What is being asked → Rewrite the listing below, changing every "pixel coordinates" to "image coordinates" and leaving all other text as it is.

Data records
══════
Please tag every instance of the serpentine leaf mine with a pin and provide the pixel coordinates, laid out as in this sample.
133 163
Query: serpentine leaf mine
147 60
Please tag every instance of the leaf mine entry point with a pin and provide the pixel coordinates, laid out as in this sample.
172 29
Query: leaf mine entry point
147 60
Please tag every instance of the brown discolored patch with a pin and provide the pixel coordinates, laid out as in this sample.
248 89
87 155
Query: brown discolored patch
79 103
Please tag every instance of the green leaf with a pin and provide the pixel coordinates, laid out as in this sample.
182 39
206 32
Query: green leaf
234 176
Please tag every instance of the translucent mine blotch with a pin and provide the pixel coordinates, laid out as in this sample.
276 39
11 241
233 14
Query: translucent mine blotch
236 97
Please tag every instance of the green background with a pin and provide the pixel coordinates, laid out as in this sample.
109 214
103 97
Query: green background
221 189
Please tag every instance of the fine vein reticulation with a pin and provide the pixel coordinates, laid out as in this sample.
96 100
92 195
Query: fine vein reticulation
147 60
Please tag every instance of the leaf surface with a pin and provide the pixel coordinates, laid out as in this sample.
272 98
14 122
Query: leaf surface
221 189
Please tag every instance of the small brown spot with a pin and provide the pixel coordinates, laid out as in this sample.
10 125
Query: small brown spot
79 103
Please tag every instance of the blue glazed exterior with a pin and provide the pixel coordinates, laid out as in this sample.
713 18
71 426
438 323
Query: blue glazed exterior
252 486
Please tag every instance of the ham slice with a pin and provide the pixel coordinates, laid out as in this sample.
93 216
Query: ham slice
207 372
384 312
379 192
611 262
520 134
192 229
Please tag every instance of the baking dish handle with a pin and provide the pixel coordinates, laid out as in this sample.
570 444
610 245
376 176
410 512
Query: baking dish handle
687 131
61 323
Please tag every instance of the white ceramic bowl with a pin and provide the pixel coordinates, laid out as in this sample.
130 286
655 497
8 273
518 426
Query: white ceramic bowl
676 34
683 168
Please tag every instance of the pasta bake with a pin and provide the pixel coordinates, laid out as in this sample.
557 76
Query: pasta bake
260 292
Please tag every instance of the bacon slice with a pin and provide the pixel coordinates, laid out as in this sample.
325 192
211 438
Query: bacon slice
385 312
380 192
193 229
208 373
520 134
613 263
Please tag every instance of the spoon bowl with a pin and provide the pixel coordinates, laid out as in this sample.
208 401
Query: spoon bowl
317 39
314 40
══════
Finished answer →
Please tag every instance of the serpentine leaf mine with a pin and provide the image coordinates, laid out as in this sample.
133 163
Query: serpentine leaf mine
147 60
Please tag every instance of the leaf mine entry point with a pin and provide the image coordinates, laid out as in this sample.
172 29
Query: leaf mine entry point
147 60
Please tag every instance of the brown discolored patch with a pin and provide the image coordinates, laid out as in this sample.
248 89
87 155
Query: brown discolored patch
79 103
Please tag every instance of the green leaf with a pin and provide the image coordinates, laid out as in this sample.
182 39
206 32
Query: green leaf
234 176
Please tag every instance of the translucent mine blotch with a pin and provide the image coordinates, laid out as in this sample.
276 39
11 241
233 14
Query: translucent mine blotch
236 97
Please tag every instance of the green background with a pin and provide the image coordinates, laid out as in this sample.
109 214
103 97
Query: green background
221 189
Please tag every instance of the fine vein reticulation with a pin and provide the image coordinates, laid out as in this sample.
96 100
92 195
Query: fine vein reticulation
147 60
Please tag every instance of the leaf surface with a pin and provide the image coordinates, laid out as in this sample.
272 98
14 122
Query: leaf surface
221 189
Please tag every instance of the small brown spot with a pin and provide the image coordinates, laid out as in this sample.
10 125
Query: small brown spot
79 103
Please tag every instance of the blue glazed exterior with a pin and provide the image coordinates, laid out as in this sample.
713 18
71 426
438 323
Query: blue glazed exterior
252 486
Please tag every instance of the ham slice with a pin and provide the image coordinates, laid out as in this sample.
93 216
Query: ham slice
207 372
384 312
379 192
611 262
520 134
192 229
Please tag every instance of the baking dish handle with a pin and provide the image coordinates, laid out as in this sample.
570 444
610 245
376 176
410 512
Query: baking dish handle
687 131
61 323
Please tag every instance of the white ceramic bowl with a pin and provide the image coordinates, laid out as in this sample.
130 286
655 497
8 273
518 426
Query: white ceramic bowl
676 34
683 168
Please tag every instance of the pasta bake with a pin and provide the image coordinates, laid out as in this sample.
557 76
Query: pasta bake
260 292
Please tag every instance of the bacon slice with a pin and provide the image coordinates, laid out as in this sample.
325 192
211 438
Query: bacon slice
385 312
380 192
193 229
208 373
520 134
613 263
Please tag every instance of the spoon bowl with a pin and provide the image coordinates, laid out as in this sample.
208 401
Query: spoon bowl
317 39
314 40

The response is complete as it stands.